_Selected excerpt:_
It all seems like a great idea: shorter supply chains, reduced risk, and of course, job creation.
But for the people who actually have to make reshoring happen, the situation is not as clearcut. The realities are tariffs that shift overnight, documentation errors that stop cargo in its tracks, infrastructure that was never built to support these types of projects, and manufacturers who do not always know exactly what to ask or how to deal with their new logistics landscape.
At Breakbulk Americas 2025 in Houston, the Women in Breakbulk luncheon tackled this — and other issues — head-on. A panel of female professionals from across the project supply chain, moderated by Diana Davila, senior vice president of U.S. operations at UTC Overseas, shared candid insight into what reshoring really means for breakbulk and project logistics.
During a series of post-panel interviews, these same themes resurfaced: reshoring is possible, but only with realistic timelines, investment in infrastructure and labor, and by listening to the different perspectives logistics professionals bring to the table.
Reshoring Is Realistic, But Not Overnight
When asked if reshoring is realistic at scale, most panelists gave a version of the same answer: “Yes, but….”
“We’ve been very busy, and the forecast is strong for the next five years,” said Jennifer Schuster, president of Edwards Moving and Rigging. “I think it’s possible. But the biggest obstacles are infrastructure, our roads, bridges, permitting systems and labor. Recruitment and retention are huge. That’s what we’re focusing on right now.”
Geanean Ordonez, project logistics manager at Technip Energies, agreed that expected timelines are often impractical: “There’s definitely reshoring that needs to be done. But the requirements are unrealistic. In our industry, projects take years of planning. If you try to flip the switch overnight, you penalize companies that aren’t onshore yet, and you don’t allow them time to adjust.”
Janet Galati, VP of energy sector growth at the Greater Baton Rouge Economic Partnership, pointed out that short-term thinking is part of the problem: “They’re making decisions on where to put that facility today, based on what is going on today in this administration, and not thinking long term. In three or ten years, policy will be different. If you’re going to make such a significant investment, it can’t be based on what’s trending right now.”
That long-term perspective is already visible in Louisiana, where Galati and her team have seen firsthand how international projects can take years of coordination before breaking ground.
“Our biggest project win was Hyundai Steel — a US$5.8 billion facility creating 4,000 jobs,” she explained. “It’s part of a 17,000-acre mega site along the river. Since that announcement, we’ve had five or six new potential projects from South Korea. Companies see that success and want to replicate it.”
It became clear that reshoring is a marathon, not a sprint. Manufacturing capacity can be built, but not without managing expectations and a long-term, sustainable approach.
Actionable takeaway: Treat reshoring like the long project it is. Success will come from phased implementation, realistic deadlines and policies that account for labor, infrastructure and supplier readiness, not overnight promises.
The Documentation and Knowledge Gaps
Unfortunately, one of the biggest challenges is caused by manufacturers regularly underestimating the complexity of the logistics needed for reshoring.

_Data provided:_
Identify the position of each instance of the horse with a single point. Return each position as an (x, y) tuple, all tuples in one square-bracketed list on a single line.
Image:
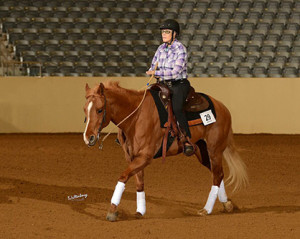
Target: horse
[(141, 135)]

_Actions to take:_
A. Repeat the passage of the reshoring article starting at "Actionable takeaway: Treat" and ending at "not overnight promises.", replacing "realistic deadlines" with "achievable deadlines".
B. Please summarize the article on reshoring in three sentences.
C. Write the next part of the reshoring article, following on from its final sentence.

_Response list:_
A.
Actionable takeaway: Treat reshoring like the long project it is. Success will come from phased implementation, achievable deadlines and policies that account for labor, infrastructure and supplier readiness, not overnight promises.

B. Reshoring promises shorter supply chains, reduced risk and job creation, but the people who carry it out face shifting tariffs, documentation errors, inadequate infrastructure and manufacturers unsure how to handle their new logistics landscape. At the Women in Breakbulk luncheon at Breakbulk Americas 2025 in Houston, panelists said reshoring is possible but pointed to obstacles such as infrastructure, permitting, labor, unrealistic timelines and short-term decision-making. They concluded that reshoring should be treated as a long project with phased implementation and realistic deadlines, and they noted that manufacturers often underestimate the logistics it requires.

C.
In follow-up interviews, most of the panelists mentioned that documentation errors specifically are a persistent problem. Ordonez gave a steel-specific example: “Each piece of material has a heat number stamped on it. But the number on the truck doesn’t always match the documentation. By the time it gets to the job site, there’s no way to reconcile what was shipped with what’s on paper. It seems minor, but it can stop a project cold.”
Lorena Alvarez, senior logistics operations manager for the Americas at Fluence, added during the panel: “It’s not just finished products, it’s raw materials too. Tariffs change daily. Documentation changes daily. Our import compliance team doesn’t sleep. Planning and mitigation are everything.”
Ordonez pointed out the real issue: “Transportation is treated as an afterthought. It’s what makes or breaks a project, but it’s not considered until it’s too late.” This issue came up repeatedly: too many projects launch with logistics bolted on at the end. “Now we’ve built something 80 feet tall, how do we ship it?”
Davila said: “At that point, moving it can cost four times the manufacturing cost.”
Actionable takeaway: Logistics can’t be an afterthought in such large projects, or smaller ones for that matter. Reshoring efforts should integrate logistics professionals at the design and procurement stages. Manufacturers must educate themselves and their teams on basic shipping terms, compliance, and requirements for the items they need shipped before a single component is built.
Infrastructure Bottlenecks
Even if the documentation is perfect (it never is), infrastructure is the next big barrier to reshoring efforts.
“Infrastructure is one of the biggest issues we deal with,” said Schuster. “Our sector often moves tall, heavy power equipment, but bridges built decades ago haven’t been maintained to handle it. They just aren’t ready.”
Heavy-haul corridors in the U.S. is a concern that Davila pointed out: “I think that we don’t have really adequate heavy haul corridors. So if you have items that are out of gauge — and we do a lot of out of gauge — there’s not really a true corridor.” In reality, she said, many people have failed to consider how this impacts reshoring.
According to Ordonez, the ports add an extra layer of complexity: “Houston is equipped for heavy cargo, but that’s not true across the eastern seaboard. And the West Coast is its own bottleneck entirely. When people first called for reshoring, it sounded simple. But the infrastructure wasn’t part of the conversation.”
We see this pattern with legislative changes — the “how” is not always taken into account when these changes are made. So the logistics world is left to “figure it out” without reasonable support or planning.
Schuster expanded this point, explaining that uncertainty from tariffs and project delays has made storage and bonded zones a new necessity in infrastructure readiness. “Storage is becoming a bigger component for us,” she said. “We’re exploring free trade zones and bonded warehouses to help customers bridge the gap when tariffs or project delays create uncertainty.”
Galati added that are now proactively preparing for this shift. “In Louisiana, we’re promoting exactly that — storage space that qualifies for FTZ designation. Five port authorities have partnered on a joint marketing strategy to attract these projects.”
Infrastructure challenges also extend to permitting systems, which panelists described as antiquated and inconsistent across the US. A shipment that may be routine in one state might stall in another, purely because of permitting rules.
Actionable takeaway: Reshoring cannot succeed without infrastructure investment. Industry and government need to align on freight corridor development, bridge upgrades, and streamlined permitting. Otherwise, the U.S. will build factories faster than it can move product.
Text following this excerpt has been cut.